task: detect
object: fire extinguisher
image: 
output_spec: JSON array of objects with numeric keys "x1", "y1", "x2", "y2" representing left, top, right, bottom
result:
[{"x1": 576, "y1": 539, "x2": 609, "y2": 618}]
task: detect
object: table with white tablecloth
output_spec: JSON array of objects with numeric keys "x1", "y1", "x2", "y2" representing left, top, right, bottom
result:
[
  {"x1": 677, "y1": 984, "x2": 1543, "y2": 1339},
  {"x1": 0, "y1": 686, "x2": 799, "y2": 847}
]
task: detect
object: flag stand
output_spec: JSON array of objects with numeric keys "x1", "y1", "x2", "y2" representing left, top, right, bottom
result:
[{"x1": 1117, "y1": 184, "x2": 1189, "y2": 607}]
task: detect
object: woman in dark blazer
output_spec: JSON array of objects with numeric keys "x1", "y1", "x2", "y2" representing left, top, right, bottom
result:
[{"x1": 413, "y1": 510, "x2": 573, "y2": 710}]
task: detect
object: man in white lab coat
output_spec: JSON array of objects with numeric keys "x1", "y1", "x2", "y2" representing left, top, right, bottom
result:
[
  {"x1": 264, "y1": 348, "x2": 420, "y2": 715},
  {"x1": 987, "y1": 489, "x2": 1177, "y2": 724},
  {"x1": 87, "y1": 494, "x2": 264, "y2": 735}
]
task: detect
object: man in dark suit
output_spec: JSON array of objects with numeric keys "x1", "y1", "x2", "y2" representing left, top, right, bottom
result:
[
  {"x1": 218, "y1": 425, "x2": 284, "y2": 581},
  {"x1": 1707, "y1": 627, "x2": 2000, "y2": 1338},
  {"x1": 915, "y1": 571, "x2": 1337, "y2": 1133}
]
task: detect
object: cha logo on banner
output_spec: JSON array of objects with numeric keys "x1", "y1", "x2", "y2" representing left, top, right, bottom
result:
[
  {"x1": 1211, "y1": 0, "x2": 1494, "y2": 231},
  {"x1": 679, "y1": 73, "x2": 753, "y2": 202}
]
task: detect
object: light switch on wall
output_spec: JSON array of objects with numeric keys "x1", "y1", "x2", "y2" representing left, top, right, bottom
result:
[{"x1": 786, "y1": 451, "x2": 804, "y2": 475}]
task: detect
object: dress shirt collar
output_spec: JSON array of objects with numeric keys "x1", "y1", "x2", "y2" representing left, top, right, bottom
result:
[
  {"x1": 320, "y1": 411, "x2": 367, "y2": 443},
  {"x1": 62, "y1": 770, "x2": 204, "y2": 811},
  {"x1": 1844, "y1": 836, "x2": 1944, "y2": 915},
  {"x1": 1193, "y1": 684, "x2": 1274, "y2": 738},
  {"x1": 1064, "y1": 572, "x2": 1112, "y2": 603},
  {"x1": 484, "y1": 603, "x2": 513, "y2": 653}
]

* GOAL OF THE EXERCISE
Make an exact copy of the listing shown above.

* RESULT
task: detect
object: fire extinguisher
image: 
output_spec: JSON array of objects with numeric keys "x1", "y1", "x2", "y2" representing left, top, right, bottom
result:
[{"x1": 576, "y1": 539, "x2": 609, "y2": 618}]
task: detect
object: table with white tablecloth
output_spec: JSON array of objects with numeric keys "x1", "y1", "x2", "y2" representing left, top, right, bottom
result:
[
  {"x1": 677, "y1": 984, "x2": 1543, "y2": 1339},
  {"x1": 0, "y1": 686, "x2": 799, "y2": 847}
]
task: detect
object: flag stand
output_spec: JSON array of objects with numeric keys "x1", "y1", "x2", "y2" representing left, top, right, bottom
result:
[{"x1": 1117, "y1": 184, "x2": 1189, "y2": 607}]
task: detect
object: woman in dark blazer
output_spec: JSON array of objects with numeric keys "x1", "y1", "x2", "y2" representing left, top, right, bottom
result:
[{"x1": 413, "y1": 510, "x2": 573, "y2": 710}]
task: detect
object: man in white lab coat
output_spec: JSON array of objects with numeric keys "x1", "y1", "x2", "y2" representing left, top, right, bottom
result:
[
  {"x1": 264, "y1": 348, "x2": 420, "y2": 715},
  {"x1": 987, "y1": 489, "x2": 1177, "y2": 724},
  {"x1": 87, "y1": 494, "x2": 264, "y2": 735}
]
task: detect
object: man in dark suit
output_spec: JSON array of objects with numeric keys "x1", "y1", "x2", "y2" representing left, top, right, bottom
result:
[
  {"x1": 218, "y1": 425, "x2": 284, "y2": 581},
  {"x1": 1707, "y1": 627, "x2": 2000, "y2": 1338},
  {"x1": 915, "y1": 571, "x2": 1337, "y2": 1133}
]
task: detect
object: cha logo on banner
output_spec: JSON array of objects with numeric keys "x1", "y1", "x2", "y2" representing left, top, right, bottom
result:
[
  {"x1": 1211, "y1": 0, "x2": 1494, "y2": 231},
  {"x1": 679, "y1": 73, "x2": 753, "y2": 202}
]
task: detect
object: light switch on wall
output_spec: JSON array of objects with numeric keys "x1", "y1", "x2", "y2" representing left, top, right, bottom
result:
[{"x1": 786, "y1": 451, "x2": 804, "y2": 475}]
task: detect
object: dress shirt collar
output_spec: JSON array of objects with numeric keys "x1", "y1", "x2", "y2" representing left, top, right, bottom
result:
[
  {"x1": 320, "y1": 411, "x2": 367, "y2": 443},
  {"x1": 62, "y1": 770, "x2": 204, "y2": 811},
  {"x1": 1844, "y1": 836, "x2": 1944, "y2": 915},
  {"x1": 1193, "y1": 684, "x2": 1274, "y2": 738},
  {"x1": 1064, "y1": 572, "x2": 1112, "y2": 603},
  {"x1": 484, "y1": 603, "x2": 513, "y2": 653}
]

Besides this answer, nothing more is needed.